--- Written task ---
Show each line of the material below that contains the word "green", paying attention to upper and lower case.

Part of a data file
○ ○ ○ ○ ○ ○ ○

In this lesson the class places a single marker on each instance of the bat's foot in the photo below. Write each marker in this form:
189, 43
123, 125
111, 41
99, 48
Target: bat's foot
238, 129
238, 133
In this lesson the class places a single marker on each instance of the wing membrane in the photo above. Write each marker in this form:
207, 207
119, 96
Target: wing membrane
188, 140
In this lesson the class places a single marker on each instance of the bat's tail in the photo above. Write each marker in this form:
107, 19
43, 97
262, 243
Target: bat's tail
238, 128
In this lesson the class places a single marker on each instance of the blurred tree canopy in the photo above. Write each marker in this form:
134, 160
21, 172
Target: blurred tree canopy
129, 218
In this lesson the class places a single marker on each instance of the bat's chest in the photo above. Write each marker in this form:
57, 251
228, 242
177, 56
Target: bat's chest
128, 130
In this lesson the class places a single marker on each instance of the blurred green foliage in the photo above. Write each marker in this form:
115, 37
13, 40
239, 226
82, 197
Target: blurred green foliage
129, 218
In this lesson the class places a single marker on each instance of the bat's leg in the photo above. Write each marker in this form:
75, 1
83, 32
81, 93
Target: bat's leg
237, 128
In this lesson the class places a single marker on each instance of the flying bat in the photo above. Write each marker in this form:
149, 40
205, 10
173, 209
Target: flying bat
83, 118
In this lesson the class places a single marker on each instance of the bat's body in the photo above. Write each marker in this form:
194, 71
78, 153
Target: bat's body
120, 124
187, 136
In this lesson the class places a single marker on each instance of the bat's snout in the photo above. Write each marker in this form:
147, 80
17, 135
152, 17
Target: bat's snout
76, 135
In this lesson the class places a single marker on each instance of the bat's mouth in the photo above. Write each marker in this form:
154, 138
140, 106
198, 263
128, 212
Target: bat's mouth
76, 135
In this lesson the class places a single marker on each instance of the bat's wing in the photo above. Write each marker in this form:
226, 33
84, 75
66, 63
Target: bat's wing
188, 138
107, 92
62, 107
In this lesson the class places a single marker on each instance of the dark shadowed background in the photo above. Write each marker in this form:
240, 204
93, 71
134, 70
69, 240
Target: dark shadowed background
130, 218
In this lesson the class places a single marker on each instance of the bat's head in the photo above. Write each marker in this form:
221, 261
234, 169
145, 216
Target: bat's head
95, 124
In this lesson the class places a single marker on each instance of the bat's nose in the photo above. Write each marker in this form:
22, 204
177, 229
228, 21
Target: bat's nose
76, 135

○ ○ ○ ○ ○ ○ ○

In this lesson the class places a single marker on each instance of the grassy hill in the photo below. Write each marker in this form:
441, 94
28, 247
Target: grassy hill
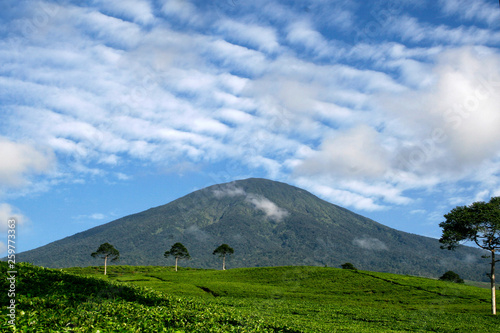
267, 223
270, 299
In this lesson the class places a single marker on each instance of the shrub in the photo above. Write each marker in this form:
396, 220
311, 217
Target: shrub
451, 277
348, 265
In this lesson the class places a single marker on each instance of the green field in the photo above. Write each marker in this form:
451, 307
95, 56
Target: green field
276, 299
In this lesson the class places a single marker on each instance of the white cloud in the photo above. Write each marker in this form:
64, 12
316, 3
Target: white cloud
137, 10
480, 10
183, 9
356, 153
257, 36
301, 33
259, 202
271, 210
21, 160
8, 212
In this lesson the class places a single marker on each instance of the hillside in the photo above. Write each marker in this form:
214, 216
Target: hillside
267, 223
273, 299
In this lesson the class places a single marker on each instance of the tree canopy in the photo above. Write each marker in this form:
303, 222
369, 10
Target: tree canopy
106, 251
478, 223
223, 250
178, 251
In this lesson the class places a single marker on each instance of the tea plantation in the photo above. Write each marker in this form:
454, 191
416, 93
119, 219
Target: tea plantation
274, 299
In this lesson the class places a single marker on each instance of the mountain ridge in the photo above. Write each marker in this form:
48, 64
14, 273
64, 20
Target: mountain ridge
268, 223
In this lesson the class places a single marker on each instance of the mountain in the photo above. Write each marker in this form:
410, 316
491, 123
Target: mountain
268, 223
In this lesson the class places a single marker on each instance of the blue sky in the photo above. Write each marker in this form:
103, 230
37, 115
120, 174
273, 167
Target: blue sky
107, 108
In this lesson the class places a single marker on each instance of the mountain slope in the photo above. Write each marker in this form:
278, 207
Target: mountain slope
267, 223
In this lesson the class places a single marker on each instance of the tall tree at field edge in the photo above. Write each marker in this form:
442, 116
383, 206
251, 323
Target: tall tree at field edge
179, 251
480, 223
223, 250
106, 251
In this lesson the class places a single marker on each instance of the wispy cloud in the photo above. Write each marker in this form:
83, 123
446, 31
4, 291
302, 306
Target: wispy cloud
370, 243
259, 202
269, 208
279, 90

○ ○ ○ ○ ○ ○ ○

--- Answer to this problem ---
In this lesson the class places a single marker on each instance of the blurred green foliage in the photo above. Write each marker in this form:
Target: blurred green foliage
In this lesson the class places a single marker on each instance of the green field in the photo above. Write each marker in this form:
Target: green field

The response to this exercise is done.